**Instructions to follow:** Without copying any pictures, restate exactly the lines from the start of the records through the line containing "Point out the necktie".

•••

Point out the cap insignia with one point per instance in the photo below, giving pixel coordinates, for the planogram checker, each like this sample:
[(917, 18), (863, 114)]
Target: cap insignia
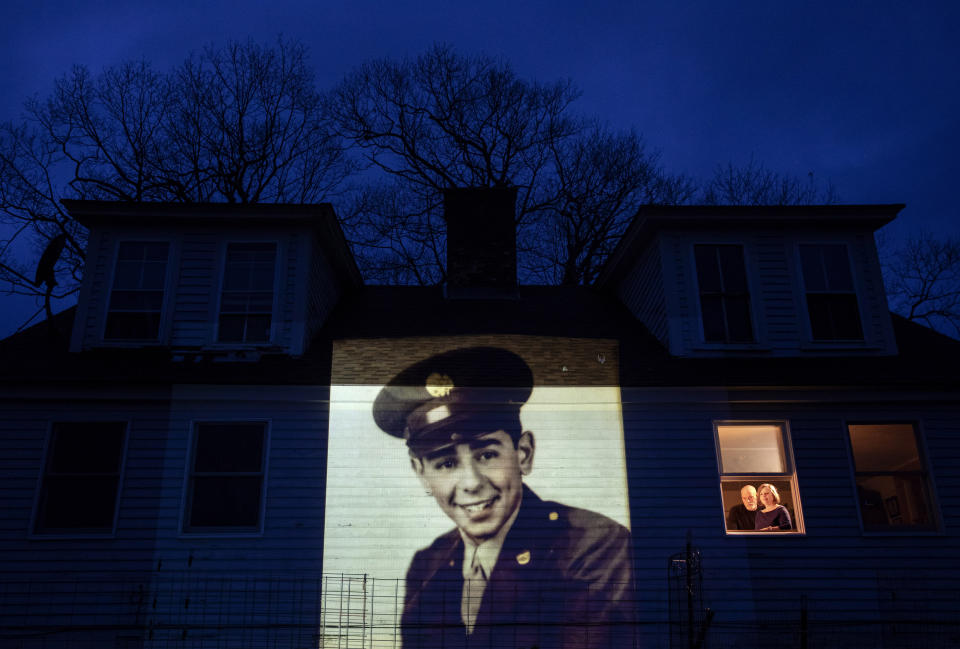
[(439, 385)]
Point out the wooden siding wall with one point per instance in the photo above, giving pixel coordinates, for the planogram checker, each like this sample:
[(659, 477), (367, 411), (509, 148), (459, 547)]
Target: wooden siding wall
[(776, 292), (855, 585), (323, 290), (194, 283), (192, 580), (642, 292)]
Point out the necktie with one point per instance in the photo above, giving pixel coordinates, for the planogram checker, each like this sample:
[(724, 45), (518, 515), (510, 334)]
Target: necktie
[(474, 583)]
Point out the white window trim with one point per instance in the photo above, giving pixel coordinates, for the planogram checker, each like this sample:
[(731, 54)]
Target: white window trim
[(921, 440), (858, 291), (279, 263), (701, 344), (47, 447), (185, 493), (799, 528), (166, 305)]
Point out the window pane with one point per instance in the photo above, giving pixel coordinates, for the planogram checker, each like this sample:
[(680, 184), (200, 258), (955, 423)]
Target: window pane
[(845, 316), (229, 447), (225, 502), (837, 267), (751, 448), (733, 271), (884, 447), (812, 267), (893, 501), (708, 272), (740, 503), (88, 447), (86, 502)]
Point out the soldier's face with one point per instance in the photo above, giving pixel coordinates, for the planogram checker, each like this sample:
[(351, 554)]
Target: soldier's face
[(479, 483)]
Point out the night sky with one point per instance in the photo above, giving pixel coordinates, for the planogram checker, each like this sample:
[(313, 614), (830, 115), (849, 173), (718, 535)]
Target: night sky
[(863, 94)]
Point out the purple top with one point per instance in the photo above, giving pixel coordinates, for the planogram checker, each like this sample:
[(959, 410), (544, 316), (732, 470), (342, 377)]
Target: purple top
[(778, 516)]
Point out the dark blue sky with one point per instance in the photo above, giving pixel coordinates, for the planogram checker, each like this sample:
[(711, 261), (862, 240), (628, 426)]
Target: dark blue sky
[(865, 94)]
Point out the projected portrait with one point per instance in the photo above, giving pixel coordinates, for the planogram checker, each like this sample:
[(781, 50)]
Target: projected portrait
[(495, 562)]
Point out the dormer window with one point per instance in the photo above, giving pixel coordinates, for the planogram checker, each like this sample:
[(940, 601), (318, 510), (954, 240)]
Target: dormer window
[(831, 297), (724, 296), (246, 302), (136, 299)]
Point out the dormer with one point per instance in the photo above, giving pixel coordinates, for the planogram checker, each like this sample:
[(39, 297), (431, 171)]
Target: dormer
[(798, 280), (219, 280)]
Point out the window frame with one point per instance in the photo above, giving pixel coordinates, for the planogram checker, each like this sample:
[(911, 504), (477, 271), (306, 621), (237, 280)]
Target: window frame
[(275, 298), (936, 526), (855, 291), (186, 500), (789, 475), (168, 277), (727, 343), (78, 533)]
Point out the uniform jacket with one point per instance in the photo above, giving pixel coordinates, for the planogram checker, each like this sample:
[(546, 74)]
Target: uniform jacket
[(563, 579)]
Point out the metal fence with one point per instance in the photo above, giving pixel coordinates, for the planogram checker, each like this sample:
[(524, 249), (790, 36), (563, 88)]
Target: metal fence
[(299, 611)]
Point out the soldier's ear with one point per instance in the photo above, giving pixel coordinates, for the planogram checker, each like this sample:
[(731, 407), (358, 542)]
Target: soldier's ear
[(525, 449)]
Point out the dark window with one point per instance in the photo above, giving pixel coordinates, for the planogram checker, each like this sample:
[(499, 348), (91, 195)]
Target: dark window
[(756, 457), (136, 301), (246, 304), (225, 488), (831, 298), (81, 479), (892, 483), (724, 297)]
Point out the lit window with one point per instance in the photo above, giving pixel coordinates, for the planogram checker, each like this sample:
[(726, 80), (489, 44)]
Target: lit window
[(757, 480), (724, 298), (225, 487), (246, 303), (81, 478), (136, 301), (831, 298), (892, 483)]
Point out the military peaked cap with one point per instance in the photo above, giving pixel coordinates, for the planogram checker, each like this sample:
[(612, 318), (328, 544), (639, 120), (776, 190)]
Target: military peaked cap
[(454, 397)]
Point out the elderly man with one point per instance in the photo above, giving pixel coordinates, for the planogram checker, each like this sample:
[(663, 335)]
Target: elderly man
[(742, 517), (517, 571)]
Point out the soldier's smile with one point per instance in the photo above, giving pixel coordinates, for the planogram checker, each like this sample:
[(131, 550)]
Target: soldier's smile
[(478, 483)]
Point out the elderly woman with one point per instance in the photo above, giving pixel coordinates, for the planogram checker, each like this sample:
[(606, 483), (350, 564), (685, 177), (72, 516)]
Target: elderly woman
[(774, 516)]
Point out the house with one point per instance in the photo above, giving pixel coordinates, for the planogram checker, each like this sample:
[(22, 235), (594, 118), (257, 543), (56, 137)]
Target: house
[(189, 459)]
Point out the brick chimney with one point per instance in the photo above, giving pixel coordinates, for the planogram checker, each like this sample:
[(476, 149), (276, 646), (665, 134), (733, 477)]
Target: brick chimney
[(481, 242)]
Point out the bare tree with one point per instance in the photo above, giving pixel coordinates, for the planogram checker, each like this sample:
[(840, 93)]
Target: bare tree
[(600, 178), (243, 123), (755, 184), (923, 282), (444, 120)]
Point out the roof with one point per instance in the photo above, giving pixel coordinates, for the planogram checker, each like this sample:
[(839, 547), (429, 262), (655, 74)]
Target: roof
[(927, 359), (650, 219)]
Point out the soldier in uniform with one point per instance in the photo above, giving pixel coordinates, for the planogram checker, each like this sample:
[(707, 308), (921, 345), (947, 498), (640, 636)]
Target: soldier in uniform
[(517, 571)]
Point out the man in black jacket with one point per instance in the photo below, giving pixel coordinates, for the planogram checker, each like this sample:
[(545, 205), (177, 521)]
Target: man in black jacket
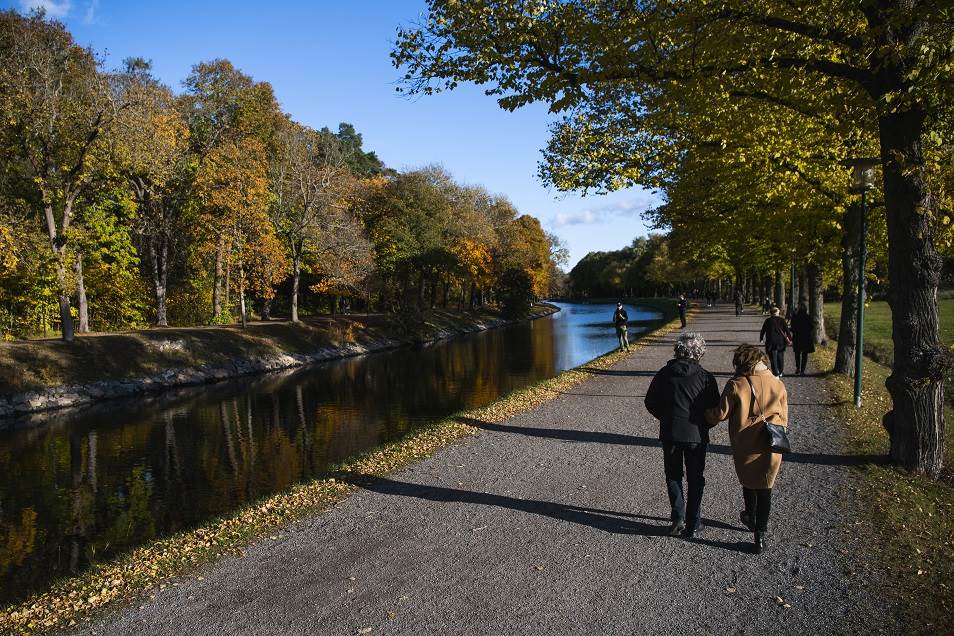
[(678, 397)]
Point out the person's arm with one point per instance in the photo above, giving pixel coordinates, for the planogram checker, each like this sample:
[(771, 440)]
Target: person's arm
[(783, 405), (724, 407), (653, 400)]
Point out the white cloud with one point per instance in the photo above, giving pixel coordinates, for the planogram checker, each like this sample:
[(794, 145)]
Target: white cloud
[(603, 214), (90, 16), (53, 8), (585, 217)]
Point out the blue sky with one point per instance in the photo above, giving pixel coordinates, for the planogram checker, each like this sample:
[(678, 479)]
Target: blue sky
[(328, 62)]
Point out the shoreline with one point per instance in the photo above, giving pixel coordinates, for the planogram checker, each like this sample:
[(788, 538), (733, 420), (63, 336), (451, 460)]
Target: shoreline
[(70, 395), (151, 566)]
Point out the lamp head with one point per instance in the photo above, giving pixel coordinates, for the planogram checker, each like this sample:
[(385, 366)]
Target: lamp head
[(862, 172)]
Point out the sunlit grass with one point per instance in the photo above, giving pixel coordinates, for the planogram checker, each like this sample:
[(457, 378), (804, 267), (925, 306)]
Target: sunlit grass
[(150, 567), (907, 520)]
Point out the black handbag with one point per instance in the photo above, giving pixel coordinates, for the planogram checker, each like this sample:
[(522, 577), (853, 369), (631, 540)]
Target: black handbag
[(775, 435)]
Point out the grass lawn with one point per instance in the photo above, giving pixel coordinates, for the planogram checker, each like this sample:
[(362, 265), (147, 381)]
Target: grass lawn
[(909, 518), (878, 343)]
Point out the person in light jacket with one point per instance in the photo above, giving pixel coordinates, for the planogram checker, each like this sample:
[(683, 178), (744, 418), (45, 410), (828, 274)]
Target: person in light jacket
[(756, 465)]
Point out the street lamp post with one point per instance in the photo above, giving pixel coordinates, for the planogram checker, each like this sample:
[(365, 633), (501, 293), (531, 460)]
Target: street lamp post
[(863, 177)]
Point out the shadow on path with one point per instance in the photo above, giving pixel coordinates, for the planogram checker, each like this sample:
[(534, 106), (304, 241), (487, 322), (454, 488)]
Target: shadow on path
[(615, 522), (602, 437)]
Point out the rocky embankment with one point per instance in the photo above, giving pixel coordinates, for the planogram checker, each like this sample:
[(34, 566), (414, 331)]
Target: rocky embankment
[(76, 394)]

•••

**Result for this task:**
Point out the cap insignia with one point per instance in the photo below, giving pixel coordinates, for the planogram checker, each like this sample:
[(917, 18), (863, 114)]
Target: cap insignia
[(439, 385)]
Point out the wooden siding wall with one point per instance in the photo above, giving pixel coordinates, for the planogram checker, each like this sample:
[(659, 477), (367, 411), (509, 148), (459, 547)]
Target: wooden siding wall
[(776, 292), (855, 585), (323, 290), (194, 283), (192, 580), (642, 292)]
Point out the necktie with one point per instance in the photo above, giving pixel coordinates, for the planogram checker, each like this sample:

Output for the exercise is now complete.